Extract each line of the material below that contains the string "background", and copy every such line in full.

**Object position labeling entries**:

◇ ◇ ◇ ◇ ◇ ◇ ◇

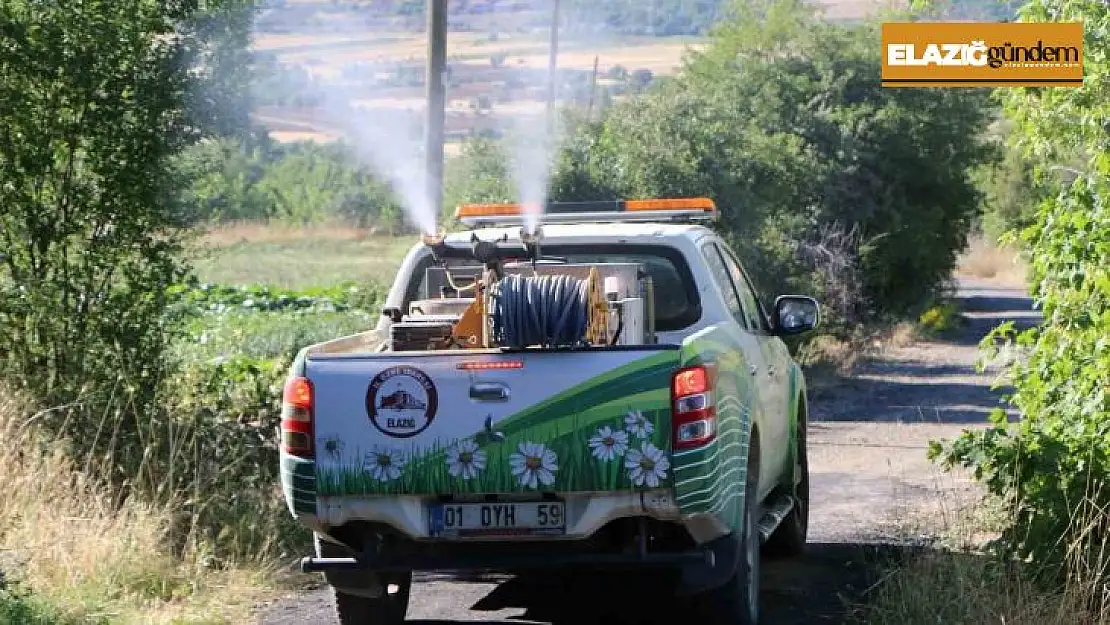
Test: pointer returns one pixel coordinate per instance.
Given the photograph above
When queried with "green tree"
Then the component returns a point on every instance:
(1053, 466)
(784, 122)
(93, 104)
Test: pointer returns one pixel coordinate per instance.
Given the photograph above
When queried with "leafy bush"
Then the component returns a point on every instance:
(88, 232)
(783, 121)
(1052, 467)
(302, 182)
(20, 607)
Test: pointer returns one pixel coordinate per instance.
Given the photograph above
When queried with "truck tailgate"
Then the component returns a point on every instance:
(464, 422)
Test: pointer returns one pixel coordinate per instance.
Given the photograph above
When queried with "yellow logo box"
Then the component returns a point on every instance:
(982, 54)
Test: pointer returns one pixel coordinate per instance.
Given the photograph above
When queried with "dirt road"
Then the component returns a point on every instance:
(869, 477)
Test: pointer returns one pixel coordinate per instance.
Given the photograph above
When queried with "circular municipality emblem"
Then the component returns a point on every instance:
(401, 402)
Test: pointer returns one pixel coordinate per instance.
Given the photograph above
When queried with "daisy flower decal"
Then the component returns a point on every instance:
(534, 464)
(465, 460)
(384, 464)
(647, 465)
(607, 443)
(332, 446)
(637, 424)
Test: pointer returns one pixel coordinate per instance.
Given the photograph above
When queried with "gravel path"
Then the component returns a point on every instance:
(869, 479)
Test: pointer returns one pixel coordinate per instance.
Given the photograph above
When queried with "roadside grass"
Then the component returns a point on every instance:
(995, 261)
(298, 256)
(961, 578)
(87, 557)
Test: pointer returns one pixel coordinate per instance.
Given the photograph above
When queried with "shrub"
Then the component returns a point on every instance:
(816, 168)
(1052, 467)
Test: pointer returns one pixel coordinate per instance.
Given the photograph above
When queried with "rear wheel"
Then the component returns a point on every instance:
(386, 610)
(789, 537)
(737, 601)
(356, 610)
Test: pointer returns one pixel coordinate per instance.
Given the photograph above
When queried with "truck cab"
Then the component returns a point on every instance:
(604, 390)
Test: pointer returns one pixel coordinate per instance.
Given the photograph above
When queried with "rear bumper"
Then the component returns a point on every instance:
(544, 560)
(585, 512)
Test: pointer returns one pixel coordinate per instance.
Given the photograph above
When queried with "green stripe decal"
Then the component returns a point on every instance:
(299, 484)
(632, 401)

◇ ◇ ◇ ◇ ◇ ◇ ◇

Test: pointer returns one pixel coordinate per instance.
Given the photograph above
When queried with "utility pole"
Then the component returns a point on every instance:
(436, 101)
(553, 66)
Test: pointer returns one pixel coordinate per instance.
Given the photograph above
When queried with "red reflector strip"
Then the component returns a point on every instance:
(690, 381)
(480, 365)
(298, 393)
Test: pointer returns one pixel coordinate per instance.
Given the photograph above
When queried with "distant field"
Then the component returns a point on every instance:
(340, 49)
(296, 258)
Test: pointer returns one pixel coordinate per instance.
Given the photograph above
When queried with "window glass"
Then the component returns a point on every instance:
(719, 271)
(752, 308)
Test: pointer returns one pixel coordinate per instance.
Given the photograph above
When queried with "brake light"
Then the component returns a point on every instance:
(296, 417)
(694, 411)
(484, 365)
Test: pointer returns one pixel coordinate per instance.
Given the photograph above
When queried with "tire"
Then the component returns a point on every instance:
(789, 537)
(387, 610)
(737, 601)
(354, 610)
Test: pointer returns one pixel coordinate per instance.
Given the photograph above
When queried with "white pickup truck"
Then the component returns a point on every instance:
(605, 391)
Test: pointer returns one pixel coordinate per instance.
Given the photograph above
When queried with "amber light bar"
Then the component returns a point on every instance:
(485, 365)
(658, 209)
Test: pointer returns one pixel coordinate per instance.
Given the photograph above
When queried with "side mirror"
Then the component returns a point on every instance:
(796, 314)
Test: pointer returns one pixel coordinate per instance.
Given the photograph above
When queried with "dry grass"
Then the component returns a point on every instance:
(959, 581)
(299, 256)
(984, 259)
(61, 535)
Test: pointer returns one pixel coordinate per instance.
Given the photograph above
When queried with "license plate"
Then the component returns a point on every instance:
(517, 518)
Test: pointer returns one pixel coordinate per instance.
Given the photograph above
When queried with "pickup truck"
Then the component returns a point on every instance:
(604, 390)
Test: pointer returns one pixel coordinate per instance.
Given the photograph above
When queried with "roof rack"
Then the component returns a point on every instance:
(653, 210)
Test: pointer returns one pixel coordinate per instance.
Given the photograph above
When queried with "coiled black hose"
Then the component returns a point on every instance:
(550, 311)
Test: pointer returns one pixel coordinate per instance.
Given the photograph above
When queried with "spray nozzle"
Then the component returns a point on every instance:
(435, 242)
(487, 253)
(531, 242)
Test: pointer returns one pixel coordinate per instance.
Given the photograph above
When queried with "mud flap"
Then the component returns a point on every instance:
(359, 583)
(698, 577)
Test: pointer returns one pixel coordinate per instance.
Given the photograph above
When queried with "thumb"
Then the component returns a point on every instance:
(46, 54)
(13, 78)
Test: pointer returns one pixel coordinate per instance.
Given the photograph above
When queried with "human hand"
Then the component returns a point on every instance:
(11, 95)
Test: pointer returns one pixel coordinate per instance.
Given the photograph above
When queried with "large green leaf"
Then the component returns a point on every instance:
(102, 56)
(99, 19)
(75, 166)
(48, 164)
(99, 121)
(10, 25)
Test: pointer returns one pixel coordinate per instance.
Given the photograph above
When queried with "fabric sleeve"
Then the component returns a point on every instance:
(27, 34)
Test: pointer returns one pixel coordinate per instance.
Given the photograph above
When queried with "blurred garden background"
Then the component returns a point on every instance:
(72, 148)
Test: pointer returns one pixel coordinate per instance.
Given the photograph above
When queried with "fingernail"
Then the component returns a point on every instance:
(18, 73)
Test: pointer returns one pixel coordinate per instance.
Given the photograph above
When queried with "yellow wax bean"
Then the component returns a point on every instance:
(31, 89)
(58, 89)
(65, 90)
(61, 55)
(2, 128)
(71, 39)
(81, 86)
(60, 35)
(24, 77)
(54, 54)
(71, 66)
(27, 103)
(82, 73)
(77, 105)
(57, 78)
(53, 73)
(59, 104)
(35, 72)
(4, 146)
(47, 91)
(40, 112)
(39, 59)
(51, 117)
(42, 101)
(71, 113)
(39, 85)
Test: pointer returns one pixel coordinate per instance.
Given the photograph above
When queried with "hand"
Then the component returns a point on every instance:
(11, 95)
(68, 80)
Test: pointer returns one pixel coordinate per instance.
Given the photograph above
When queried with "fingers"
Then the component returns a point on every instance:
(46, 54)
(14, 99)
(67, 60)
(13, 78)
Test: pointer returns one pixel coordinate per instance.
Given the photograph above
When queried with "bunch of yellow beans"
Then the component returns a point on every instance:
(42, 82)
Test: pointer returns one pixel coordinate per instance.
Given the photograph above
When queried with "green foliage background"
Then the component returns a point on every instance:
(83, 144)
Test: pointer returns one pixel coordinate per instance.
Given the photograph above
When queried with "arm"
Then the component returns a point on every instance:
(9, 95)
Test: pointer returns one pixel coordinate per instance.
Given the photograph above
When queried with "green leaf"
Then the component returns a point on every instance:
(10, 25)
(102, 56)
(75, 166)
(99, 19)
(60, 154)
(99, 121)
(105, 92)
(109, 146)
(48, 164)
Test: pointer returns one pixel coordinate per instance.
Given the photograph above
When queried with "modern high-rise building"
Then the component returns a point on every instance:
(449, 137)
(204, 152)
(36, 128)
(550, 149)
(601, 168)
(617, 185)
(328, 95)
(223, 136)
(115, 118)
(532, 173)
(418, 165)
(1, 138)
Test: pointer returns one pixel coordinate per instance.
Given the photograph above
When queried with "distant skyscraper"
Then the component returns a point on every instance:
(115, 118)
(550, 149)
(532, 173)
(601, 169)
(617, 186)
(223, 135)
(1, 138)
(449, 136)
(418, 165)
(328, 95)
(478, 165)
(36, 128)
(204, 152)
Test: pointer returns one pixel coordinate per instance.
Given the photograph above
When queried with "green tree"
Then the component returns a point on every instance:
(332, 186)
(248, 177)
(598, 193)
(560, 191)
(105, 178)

◇ ◇ ◇ ◇ ◇ ◇ ◇

**Response to this task**:
When queried with "blurred garden background"
When queried with "green foliage background"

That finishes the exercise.